PROVIDED TEXT -
Saturday, May 16, 2009

My Yennifer, my Sister from God

They say that if at the end of your life you can count your true friends on one hand, you’re lucky.

I don’t know who “they” are, where that quote originated, or how badly I just butchered it. But it’s true, isn’t it? We have acquaintances, and we have friends. And then, if we’re lucky, we have a few of those lifelong, tried and true, there for you no matter what, there for the good times and bad kind of friends.

Yennifer is mine. I’m calling her Yennifer for three reasons: 1) I know she won’t sue me if I call her something close to her real name, 2) I called her this once in an article, years ago, and she loved it, and 3) She bartends at a Mexican restaurant so she’s used to being called “Yenny”, anyway.

AIM 1 - Reproduce the part of the post about Yennifer between "My Yennifer, my" and "kind of friends.", inclusive.
AIM 2 -
For each statement below, decide whether the post about Yennifer supports it. Answer yes or no and quote the words from the post that decide it.
(a) Yennifer works as a bartender at a Mexican restaurant.
(b) The writer knows where the quote about counting true friends on one hand came from.
(c) Yennifer disliked being called by that name in an article.
AIM 3 - According to the post about Yennifer, how many reasons does the writer give for calling her Yennifer?

DATASET CONTENT -

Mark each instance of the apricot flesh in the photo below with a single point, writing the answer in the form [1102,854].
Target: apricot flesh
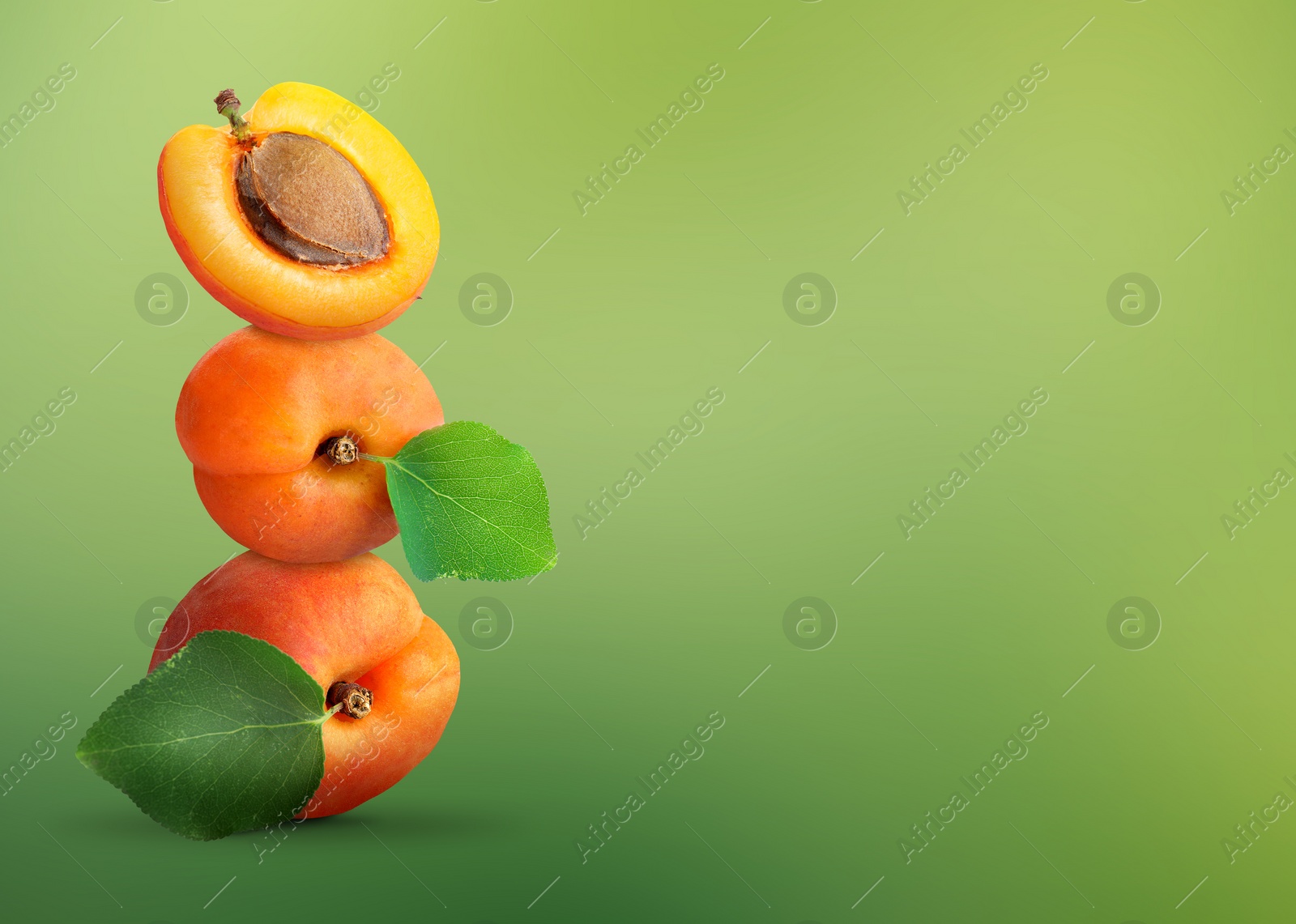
[354,621]
[253,418]
[200,202]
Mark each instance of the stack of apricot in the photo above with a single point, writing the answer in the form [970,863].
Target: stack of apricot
[308,218]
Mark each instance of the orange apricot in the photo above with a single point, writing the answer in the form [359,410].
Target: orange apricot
[305,217]
[353,621]
[272,427]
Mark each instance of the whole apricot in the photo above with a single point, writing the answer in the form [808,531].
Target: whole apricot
[356,628]
[274,427]
[304,217]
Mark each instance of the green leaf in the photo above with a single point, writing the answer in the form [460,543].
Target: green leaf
[470,505]
[222,738]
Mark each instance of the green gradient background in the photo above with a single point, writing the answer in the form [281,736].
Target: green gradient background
[661,615]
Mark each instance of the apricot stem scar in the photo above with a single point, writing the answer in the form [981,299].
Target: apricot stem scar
[227,104]
[341,450]
[352,699]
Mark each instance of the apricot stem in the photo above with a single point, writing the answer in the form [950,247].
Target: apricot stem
[227,104]
[352,699]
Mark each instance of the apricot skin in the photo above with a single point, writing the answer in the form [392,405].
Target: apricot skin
[353,620]
[252,416]
[198,201]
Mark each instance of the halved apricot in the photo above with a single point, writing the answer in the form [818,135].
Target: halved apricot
[305,217]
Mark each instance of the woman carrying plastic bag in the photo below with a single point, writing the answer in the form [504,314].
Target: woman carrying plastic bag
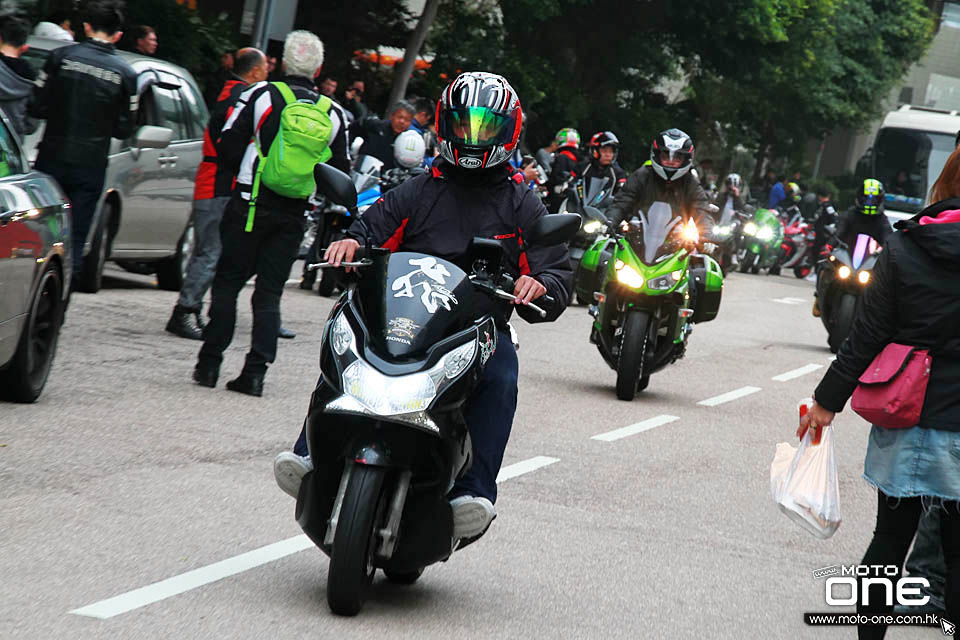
[904,348]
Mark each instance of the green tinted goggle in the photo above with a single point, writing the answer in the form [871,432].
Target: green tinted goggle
[478,126]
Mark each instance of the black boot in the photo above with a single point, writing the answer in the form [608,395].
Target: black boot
[206,375]
[183,322]
[248,383]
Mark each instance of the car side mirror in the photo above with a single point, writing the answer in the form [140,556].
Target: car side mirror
[336,185]
[150,137]
[553,229]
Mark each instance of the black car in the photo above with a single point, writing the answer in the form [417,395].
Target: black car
[34,271]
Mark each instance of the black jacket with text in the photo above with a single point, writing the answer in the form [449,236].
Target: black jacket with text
[441,211]
[87,94]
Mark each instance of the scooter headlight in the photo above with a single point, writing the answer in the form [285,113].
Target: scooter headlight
[593,226]
[628,275]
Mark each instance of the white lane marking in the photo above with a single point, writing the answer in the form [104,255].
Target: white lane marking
[633,429]
[727,397]
[192,579]
[796,373]
[525,466]
[184,582]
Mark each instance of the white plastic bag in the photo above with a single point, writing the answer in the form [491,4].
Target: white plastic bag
[804,483]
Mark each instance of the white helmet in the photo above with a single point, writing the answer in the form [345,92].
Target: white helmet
[408,149]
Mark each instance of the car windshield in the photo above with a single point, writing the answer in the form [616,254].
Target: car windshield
[908,162]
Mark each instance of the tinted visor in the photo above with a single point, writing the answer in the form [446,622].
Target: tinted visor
[477,126]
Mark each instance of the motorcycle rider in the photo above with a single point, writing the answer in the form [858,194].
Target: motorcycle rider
[565,161]
[602,151]
[729,197]
[666,178]
[468,192]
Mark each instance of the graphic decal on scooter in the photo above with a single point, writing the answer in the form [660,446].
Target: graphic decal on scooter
[402,330]
[434,295]
[487,346]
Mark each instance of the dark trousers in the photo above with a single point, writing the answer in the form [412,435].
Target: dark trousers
[897,520]
[268,252]
[489,416]
[83,185]
[926,559]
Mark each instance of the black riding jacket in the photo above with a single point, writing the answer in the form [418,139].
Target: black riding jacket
[644,187]
[441,211]
[87,94]
[914,299]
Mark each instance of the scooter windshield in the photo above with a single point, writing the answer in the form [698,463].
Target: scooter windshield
[422,300]
[866,246]
[658,222]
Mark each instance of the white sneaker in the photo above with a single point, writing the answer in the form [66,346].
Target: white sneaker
[471,516]
[289,469]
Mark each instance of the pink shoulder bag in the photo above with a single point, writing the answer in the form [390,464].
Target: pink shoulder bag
[892,389]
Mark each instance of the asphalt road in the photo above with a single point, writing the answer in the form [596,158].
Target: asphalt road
[126,474]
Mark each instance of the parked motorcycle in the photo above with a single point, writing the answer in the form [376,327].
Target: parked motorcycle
[401,352]
[842,281]
[656,286]
[762,237]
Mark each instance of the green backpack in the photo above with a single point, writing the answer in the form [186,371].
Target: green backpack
[302,141]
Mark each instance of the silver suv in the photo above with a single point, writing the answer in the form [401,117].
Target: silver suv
[142,222]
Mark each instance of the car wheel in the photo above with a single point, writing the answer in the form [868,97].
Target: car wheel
[24,379]
[90,277]
[173,271]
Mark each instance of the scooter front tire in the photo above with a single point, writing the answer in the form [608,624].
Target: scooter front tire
[355,542]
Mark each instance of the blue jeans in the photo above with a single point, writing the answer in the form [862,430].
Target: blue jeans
[206,218]
[489,416]
[83,186]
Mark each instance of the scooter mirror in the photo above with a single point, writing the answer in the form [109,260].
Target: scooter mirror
[552,229]
[336,185]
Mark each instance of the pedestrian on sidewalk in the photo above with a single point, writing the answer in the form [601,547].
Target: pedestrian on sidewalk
[212,189]
[261,228]
[913,299]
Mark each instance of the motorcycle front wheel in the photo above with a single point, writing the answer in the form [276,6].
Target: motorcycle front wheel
[355,542]
[633,345]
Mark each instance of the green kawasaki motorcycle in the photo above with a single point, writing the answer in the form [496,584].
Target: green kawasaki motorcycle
[654,287]
[760,247]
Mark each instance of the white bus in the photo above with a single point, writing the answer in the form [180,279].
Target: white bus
[908,154]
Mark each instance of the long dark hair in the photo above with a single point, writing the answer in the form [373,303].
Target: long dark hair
[948,184]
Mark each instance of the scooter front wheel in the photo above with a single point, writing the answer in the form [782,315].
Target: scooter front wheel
[355,542]
[633,344]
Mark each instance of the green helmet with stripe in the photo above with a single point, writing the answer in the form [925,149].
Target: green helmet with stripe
[870,198]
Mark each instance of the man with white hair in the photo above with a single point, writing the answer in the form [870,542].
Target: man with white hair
[268,248]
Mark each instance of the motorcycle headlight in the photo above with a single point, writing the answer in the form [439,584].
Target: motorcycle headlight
[592,226]
[628,275]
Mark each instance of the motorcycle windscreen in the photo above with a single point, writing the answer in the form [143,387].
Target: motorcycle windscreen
[596,190]
[657,223]
[424,299]
[865,246]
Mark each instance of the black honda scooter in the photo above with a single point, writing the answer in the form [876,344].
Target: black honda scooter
[402,350]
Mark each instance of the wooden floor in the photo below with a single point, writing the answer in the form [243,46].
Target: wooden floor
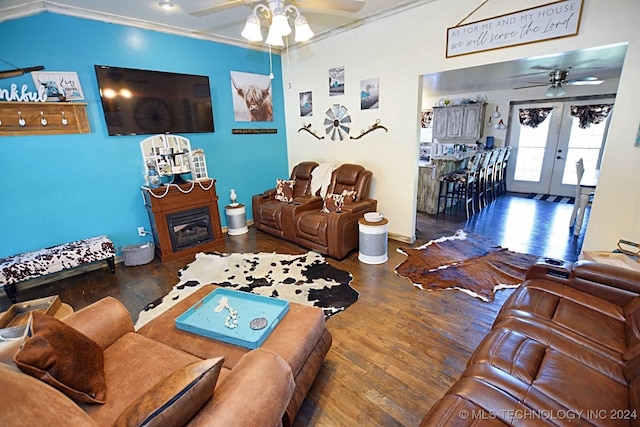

FULL ANSWER 1 -
My Yennifer, my Sister from God

They say that if at the end of your life you can count your true friends on one hand, you’re lucky.

I don’t know who “they” are, where that quote originated, or how badly I just butchered it. But it’s true, isn’t it? We have acquaintances, and we have friends. And then, if we’re lucky, we have a few of those lifelong, tried and true, there for you no matter what, there for the good times and bad kind of friends.

FULL ANSWER 2 -
(a) Yes: "She bartends at a Mexican restaurant"
(b) No: "I don’t know who “they” are, where that quote originated"
(c) No: "I called her this once in an article, years ago, and she loved it"

FULL ANSWER 3 - The writer gives three reasons.